**PROBLEM STATEMENT:** Starting at the line that contains "of the white", quote each line exactly through the last line of the entries, both included.

**DATA ROWS:**

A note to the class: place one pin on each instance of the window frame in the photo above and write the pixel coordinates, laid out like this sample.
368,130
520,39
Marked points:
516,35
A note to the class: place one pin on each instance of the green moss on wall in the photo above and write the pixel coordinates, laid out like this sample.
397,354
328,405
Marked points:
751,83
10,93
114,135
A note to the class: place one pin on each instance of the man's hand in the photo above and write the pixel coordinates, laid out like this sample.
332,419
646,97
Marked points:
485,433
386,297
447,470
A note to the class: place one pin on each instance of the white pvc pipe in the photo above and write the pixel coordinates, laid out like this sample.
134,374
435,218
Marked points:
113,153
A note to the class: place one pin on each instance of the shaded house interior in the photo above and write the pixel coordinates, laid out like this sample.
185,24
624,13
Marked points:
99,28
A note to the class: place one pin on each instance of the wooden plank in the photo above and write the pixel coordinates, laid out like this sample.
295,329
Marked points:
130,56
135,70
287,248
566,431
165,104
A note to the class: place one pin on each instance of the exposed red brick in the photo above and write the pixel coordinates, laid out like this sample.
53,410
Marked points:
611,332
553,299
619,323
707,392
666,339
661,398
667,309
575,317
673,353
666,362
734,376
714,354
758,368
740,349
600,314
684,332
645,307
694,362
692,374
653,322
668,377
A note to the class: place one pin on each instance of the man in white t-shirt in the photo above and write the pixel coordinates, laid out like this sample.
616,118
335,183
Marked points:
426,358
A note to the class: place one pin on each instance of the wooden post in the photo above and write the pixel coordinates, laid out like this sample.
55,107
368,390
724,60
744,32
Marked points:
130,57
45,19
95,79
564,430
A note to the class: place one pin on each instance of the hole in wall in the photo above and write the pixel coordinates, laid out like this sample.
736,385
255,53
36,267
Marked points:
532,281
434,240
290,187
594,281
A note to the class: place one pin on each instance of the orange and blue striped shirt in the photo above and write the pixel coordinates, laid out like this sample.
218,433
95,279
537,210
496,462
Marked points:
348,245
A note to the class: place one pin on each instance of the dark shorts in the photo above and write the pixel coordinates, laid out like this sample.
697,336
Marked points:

**EXERCISE ANSWER:**
A note to the class: place one pin on each instance of the white pvc pipe in the photo above and write the pixel coordinates, laid out like this sample.
134,374
435,218
Marked points:
113,153
A note to the class: place one pin on each instance of the shaded house interior in the photo above and write the pixel coordinates, laid out like this sample.
185,24
624,13
Marked points:
99,28
A note to the class: place one pin on each instance of the wooden plank in the photo above and write the pixel coordinates, laid out like this sample.
295,329
Marked points:
130,56
135,70
287,248
566,431
165,104
A note to the class: place one pin on each instance of the exposed red brick in the photo above and write the pixel coordinates, laid out like this sample.
53,410
Marked points:
611,332
553,299
619,323
707,392
666,339
661,398
667,309
575,317
673,353
666,362
734,376
714,354
758,368
740,349
600,314
684,332
645,307
694,362
692,374
653,322
668,377
A note to the class: place one pin on each instance of the man in white t-shirt in the photo above and write the pixel coordinates, laid out like this sample.
616,118
335,183
Marked points:
426,358
A note to the class: place one pin on each instance of the wooden post in the photo above and write the pixel coordinates, laid out like this sample.
55,107
368,390
724,60
744,32
Marked points:
130,57
45,19
95,79
564,430
A note to the class: place one pin on each instance of the hole in wall in the photo above and write the pixel coordinates, laid out like this sample.
736,385
255,53
36,267
Marked points:
532,281
434,240
290,187
594,281
A note to the class: place one pin on each instance of the orange and blue striped shirt in the photo above and write the pixel coordinates, laid out like this sample.
218,433
95,279
537,210
496,462
Marked points:
348,245
A note to the class: place one pin on each instance of the dark shorts in the photo above and write the pixel coordinates, laid out like this sample.
697,336
Marked points:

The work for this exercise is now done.